Document passage —
begin

Gigabyte B760I Aorus Pro DDR4: Small, powerful, attractively priced

Gigabyte B760I Aorus Pro DDR4 in detail

In the tests, we looked at a Mini-ITX motherboard. A warning finger is usually put over this format in connection with powerful CPUs, but often unjustifiably. This would be the case even with one of the cheapest models for the LGA 1700 platform – the B760I Aorus Pro DDR4. The “cut off” is mainly things you may not need, for example because a larger number of slots not only won’t be used, but also doesn’t fit into the vision of a space-saving PC build.

It’s been a while since we last tackled a Mini-ITX motherboard test. This stems from less supply and naturally less demand. Not only in terms of demand for tests, but especially for Mini-ITX motherboards themselves. The lower attractiveness with users is rather strange at the same time, as extensions beyond this format are usually typical for specific and thus minority systems. The fact that small builds based on Mini-ITX motherboards do not evoke the same “performance” as computers that are many times larger may also play a role in the selection process. But that’s just… a feeling, an emotion.

Gigabyte B760I Aorus Pro DDR4

For the LGA 1700 platform, this is a cheaper option. This is indicated by both the mid-range chipset used (Intel B760) and support for the older DDR4 memory standard. Compared to DDR5 memory, the main advantage is the lower price and a significantly better price/performance ratio, but there’s the longer moral life of DDR5 in terms of future upgrade options, where DDR4 memory will no longer be used. If that was the only complication, Gigabyte has the B760I Aorus Pro (DDR4) in a variant with DDR5 memory support as well. You’ll recognize this one by its designation (B760I Aorus Pro) without the “DDR4”.

And then there’s the even higher-end Z790I Aorus Ultra. Thus, we can note that in comparison with competing manufacturers, Gigabyte’s offer in this segment (Mini-ITX format with LGA 1700) is above standard. But now to the B760I Aorus Pro DDR4.

The square PCB format with a side of 170 mm is characterized by only one PCI Express (4.0) slot. It is a fully-fledged (×16) one and thanks to the reinforcement it is well prepared mechanically for the installation of heavy graphics cards. Its distance from the CPU socket is also quite large here. From the center of it to the center of the PCIe ×16 slot, it’s 90 mm, which is also enough to ensure compatibility with larger tower coolers. Older Mini-ITX boards often struggled with these, there were collisions, but now, the CPU cooler won’t happen to interfere in the space of the graphics card. For that, it would have to be wider than 180mm, which is not something you’ll encounter in practice.

From the opposite side, the PCB of the motherboard is protected and strengthened by a backplate. The latter is also involved in cooling, for example also of the SSD. One (second) M.2 slot (with PCIe 4.0 ×4 support) is also on this side.

end

Written instruction —
Write out, word for word, the stretch of the motherboard review from "Gigabyte B760I Aorus Pro DDR4: Small, powerful, attractively" through "space-saving PC build.".

Material provided —

begin

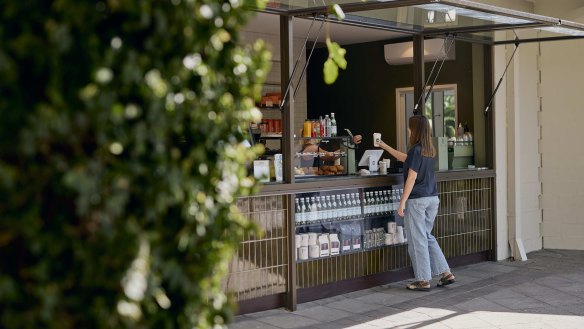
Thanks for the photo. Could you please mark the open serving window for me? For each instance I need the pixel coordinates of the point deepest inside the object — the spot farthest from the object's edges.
(437, 17)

end

Result of the exercise —
Gigabyte B760I Aorus Pro DDR4: Small, powerful, attractively priced

Gigabyte B760I Aorus Pro DDR4 in detail

In the tests, we looked at a Mini-ITX motherboard. A warning finger is usually put over this format in connection with powerful CPUs, but often unjustifiably. This would be the case even with one of the cheapest models for the LGA 1700 platform – the B760I Aorus Pro DDR4. The “cut off” is mainly things you may not need, for example because a larger number of slots not only won’t be used, but also doesn’t fit into the vision of a space-saving PC build.